→ Data records
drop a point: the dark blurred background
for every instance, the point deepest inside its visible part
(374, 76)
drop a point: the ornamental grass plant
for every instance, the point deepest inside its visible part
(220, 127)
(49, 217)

→ Exercise aim
Wherever the word "drop" appears in the listing, copy the line that holds it.

→ Exercise answer
drop a point: the dark blurred background
drop a point: the ornamental grass plant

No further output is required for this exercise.